====== Records

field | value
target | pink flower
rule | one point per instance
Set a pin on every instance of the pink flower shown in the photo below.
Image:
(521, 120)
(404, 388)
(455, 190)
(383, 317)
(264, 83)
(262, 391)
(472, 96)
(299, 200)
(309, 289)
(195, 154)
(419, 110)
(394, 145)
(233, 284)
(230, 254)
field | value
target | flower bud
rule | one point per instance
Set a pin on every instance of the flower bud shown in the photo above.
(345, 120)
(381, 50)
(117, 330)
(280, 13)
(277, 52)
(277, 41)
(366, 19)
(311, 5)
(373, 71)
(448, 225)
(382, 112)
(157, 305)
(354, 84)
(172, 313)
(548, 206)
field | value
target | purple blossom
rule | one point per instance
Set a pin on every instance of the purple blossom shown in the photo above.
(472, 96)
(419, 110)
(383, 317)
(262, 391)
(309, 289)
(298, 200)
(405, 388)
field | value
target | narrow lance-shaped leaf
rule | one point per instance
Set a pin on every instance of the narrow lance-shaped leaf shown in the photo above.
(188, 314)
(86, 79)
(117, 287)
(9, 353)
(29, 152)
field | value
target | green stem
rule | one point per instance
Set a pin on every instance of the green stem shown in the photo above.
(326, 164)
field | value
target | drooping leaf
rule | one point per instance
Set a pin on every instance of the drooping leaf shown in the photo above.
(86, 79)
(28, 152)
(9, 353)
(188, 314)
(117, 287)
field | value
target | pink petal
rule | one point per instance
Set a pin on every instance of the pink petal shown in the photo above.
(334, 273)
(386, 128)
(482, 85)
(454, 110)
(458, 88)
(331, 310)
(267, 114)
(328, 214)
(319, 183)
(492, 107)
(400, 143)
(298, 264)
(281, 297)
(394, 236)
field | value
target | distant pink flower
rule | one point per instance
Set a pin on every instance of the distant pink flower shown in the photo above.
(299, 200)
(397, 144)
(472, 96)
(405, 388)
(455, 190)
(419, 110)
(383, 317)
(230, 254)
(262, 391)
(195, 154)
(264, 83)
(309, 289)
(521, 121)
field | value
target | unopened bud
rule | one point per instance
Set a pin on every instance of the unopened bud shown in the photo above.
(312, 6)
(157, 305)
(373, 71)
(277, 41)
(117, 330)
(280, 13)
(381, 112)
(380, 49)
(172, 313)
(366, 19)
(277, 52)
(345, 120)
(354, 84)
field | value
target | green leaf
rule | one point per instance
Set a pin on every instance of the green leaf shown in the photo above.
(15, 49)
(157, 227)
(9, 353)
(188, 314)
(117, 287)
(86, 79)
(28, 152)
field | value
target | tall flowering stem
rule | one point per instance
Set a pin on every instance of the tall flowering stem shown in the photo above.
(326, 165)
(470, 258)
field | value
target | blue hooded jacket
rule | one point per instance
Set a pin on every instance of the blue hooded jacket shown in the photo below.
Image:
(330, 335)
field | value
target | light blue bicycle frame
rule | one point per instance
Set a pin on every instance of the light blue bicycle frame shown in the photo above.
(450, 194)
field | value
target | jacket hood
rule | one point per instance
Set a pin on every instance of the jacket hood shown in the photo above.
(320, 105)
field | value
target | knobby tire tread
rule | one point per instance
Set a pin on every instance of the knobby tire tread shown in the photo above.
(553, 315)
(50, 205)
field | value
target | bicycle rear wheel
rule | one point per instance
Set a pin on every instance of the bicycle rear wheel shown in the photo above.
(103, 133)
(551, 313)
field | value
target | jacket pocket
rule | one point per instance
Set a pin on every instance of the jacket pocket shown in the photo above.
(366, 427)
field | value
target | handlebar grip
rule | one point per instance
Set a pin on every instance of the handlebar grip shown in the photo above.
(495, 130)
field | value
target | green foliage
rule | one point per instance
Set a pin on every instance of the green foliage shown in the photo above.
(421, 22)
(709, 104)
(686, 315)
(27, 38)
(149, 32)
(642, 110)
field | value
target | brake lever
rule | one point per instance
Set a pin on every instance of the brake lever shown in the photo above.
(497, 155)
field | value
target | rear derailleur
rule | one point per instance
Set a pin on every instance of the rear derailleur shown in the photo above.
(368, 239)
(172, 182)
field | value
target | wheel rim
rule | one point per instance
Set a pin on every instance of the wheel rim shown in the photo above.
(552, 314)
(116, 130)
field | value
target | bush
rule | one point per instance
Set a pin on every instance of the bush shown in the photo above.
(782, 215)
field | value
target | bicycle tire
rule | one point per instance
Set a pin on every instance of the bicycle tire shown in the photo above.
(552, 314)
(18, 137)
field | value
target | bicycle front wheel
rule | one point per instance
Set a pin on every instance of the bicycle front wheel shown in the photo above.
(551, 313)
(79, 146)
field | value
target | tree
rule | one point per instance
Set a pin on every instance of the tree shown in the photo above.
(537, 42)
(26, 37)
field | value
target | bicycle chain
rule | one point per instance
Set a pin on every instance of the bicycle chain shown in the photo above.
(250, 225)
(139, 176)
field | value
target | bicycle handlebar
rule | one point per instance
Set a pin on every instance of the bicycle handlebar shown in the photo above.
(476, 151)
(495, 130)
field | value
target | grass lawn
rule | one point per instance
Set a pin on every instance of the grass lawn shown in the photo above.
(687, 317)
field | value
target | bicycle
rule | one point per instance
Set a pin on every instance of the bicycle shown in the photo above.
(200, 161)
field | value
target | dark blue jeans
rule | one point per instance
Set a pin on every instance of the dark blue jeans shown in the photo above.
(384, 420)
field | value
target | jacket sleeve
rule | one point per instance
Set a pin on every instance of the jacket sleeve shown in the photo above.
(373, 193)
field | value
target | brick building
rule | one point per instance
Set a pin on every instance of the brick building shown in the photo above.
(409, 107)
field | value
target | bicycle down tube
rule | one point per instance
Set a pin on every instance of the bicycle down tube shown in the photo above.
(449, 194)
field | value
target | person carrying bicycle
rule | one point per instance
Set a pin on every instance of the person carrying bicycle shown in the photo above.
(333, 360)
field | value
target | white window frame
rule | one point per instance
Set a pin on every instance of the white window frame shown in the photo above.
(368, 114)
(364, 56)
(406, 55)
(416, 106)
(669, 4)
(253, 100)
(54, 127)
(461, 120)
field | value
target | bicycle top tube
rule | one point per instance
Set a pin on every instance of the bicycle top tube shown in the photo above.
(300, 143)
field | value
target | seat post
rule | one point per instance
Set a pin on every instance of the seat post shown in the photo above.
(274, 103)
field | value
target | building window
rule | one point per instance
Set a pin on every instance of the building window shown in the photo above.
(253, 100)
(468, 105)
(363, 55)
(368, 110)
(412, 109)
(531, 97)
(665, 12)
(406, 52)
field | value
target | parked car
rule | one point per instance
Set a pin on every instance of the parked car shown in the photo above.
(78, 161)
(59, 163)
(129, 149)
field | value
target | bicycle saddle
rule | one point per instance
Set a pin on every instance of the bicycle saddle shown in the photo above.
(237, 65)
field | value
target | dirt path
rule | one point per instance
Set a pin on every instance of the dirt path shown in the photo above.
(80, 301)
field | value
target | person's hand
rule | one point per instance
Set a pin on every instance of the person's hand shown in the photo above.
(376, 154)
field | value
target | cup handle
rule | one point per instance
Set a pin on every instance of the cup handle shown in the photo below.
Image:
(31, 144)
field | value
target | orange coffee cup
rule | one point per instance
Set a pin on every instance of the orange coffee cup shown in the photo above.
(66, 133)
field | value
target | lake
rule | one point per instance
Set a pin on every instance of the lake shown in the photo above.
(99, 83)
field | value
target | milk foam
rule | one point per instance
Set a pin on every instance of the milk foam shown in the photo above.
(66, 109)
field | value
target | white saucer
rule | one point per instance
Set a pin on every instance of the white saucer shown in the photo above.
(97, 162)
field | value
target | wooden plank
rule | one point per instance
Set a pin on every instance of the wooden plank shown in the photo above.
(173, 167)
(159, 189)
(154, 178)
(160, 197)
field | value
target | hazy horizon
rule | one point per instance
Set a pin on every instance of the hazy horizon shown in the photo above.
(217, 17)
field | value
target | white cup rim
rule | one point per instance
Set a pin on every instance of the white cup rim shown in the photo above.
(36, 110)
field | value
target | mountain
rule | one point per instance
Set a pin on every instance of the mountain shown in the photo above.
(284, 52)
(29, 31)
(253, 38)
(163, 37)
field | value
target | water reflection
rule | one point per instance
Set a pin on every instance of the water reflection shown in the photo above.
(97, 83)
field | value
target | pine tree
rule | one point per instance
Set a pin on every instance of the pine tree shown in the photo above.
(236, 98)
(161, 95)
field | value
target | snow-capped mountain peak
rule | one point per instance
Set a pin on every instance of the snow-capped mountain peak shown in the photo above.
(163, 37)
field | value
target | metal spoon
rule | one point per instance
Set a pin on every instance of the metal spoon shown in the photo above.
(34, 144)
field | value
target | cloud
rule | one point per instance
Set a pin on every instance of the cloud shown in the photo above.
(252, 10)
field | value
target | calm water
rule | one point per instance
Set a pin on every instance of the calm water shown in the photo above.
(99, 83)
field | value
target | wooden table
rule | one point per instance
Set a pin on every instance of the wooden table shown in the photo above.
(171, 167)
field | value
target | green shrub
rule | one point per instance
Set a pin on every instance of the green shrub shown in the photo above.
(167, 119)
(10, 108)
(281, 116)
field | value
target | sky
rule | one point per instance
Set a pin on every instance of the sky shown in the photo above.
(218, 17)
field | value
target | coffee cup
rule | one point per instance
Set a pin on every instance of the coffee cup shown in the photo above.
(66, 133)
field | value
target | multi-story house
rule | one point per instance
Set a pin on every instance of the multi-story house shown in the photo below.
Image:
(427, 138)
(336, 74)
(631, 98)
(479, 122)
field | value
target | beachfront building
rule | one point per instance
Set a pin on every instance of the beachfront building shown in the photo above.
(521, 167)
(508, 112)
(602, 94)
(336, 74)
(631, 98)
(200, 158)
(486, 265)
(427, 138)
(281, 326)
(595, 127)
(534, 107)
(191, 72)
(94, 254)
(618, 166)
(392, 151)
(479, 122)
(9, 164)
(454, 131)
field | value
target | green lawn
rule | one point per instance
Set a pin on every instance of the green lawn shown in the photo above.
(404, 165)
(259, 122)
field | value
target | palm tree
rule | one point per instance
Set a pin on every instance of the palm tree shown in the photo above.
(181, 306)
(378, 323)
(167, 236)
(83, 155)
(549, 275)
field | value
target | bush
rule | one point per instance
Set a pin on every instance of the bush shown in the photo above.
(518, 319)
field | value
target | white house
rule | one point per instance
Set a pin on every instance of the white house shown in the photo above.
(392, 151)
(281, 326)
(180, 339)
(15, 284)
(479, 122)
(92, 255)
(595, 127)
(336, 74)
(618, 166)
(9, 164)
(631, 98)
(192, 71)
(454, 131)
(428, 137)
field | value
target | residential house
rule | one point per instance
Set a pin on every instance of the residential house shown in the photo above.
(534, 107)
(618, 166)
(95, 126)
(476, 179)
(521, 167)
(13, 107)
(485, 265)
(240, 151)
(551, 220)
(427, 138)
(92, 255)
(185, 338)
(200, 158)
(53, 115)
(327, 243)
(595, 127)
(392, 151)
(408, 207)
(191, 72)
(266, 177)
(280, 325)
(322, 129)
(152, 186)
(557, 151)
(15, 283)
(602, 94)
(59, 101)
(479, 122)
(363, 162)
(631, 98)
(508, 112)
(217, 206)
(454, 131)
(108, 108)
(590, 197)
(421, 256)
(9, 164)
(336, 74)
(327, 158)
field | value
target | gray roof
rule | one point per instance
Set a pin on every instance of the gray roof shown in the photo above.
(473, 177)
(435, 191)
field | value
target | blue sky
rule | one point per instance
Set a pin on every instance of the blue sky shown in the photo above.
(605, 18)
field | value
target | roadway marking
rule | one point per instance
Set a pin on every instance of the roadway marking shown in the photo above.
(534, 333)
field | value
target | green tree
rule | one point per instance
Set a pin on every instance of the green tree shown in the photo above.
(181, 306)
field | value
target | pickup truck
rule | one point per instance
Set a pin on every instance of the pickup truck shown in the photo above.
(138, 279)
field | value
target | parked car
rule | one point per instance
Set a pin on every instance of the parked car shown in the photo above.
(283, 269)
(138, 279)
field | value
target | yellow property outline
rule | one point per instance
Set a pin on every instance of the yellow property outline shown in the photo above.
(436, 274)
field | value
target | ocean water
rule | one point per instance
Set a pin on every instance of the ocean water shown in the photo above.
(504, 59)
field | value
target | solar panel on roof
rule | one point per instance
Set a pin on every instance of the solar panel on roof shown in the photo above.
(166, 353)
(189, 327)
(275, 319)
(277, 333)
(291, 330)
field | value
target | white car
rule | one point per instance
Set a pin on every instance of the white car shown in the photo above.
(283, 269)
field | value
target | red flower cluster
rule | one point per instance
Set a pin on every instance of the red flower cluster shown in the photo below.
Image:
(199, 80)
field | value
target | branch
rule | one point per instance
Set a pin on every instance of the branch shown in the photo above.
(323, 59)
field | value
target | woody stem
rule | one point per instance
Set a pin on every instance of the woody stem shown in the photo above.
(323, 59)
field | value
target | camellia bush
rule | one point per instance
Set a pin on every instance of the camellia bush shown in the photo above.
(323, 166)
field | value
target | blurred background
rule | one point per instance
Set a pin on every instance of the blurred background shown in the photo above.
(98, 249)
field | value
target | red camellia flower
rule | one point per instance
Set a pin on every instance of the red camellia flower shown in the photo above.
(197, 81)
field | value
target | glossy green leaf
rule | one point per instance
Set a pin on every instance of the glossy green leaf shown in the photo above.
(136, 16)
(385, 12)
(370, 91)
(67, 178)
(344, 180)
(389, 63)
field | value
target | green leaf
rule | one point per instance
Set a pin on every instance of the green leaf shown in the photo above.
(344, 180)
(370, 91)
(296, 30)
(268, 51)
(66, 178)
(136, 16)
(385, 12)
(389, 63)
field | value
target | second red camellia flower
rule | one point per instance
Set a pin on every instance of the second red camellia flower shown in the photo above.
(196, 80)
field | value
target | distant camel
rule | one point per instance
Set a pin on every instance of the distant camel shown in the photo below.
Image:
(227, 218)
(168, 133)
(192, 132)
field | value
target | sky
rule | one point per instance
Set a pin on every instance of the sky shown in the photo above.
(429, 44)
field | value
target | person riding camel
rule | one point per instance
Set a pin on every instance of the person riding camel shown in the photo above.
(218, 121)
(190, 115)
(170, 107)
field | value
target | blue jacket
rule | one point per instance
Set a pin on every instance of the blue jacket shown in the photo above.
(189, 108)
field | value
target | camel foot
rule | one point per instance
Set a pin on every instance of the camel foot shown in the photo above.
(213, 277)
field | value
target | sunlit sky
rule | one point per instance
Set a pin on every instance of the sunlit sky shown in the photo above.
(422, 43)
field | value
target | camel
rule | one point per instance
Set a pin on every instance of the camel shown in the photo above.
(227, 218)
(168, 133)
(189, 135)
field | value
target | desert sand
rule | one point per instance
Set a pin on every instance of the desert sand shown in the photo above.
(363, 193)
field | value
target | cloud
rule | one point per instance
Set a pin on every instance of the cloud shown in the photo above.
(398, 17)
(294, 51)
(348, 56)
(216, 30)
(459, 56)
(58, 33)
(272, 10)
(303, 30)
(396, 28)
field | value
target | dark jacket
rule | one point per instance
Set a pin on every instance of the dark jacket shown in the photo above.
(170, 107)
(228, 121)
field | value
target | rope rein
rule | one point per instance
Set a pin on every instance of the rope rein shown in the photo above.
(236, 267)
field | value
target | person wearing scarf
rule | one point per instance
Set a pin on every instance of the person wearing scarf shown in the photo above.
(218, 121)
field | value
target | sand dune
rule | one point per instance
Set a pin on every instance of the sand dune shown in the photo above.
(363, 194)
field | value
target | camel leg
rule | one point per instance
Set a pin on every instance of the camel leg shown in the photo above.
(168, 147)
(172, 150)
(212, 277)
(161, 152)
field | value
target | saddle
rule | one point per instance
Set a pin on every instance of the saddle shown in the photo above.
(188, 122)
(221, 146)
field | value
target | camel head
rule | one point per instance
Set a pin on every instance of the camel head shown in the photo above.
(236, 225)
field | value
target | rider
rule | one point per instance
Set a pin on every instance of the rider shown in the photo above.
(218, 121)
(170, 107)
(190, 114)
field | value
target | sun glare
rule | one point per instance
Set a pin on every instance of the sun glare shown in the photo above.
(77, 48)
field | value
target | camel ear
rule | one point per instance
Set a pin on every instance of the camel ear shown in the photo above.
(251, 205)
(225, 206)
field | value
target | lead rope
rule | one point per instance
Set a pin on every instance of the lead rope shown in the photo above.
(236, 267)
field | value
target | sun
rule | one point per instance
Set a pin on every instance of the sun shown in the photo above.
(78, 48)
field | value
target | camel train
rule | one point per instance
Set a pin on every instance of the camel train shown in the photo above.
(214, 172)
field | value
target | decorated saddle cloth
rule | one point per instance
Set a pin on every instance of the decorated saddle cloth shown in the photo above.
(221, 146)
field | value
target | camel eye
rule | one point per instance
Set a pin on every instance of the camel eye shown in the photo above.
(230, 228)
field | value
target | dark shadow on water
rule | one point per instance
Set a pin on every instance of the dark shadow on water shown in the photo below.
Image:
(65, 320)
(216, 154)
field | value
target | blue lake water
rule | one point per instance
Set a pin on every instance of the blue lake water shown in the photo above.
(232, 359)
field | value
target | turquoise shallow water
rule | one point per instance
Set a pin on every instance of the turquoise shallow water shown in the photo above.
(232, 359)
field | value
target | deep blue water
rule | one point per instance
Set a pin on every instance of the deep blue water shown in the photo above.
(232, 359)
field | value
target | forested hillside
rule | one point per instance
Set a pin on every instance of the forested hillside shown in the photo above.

============

Assigned task: In the entries above, find every line with the word "hillside" and list it.

Output below:
target | forested hillside
Set a pin on every instance of the forested hillside shown in the photo above.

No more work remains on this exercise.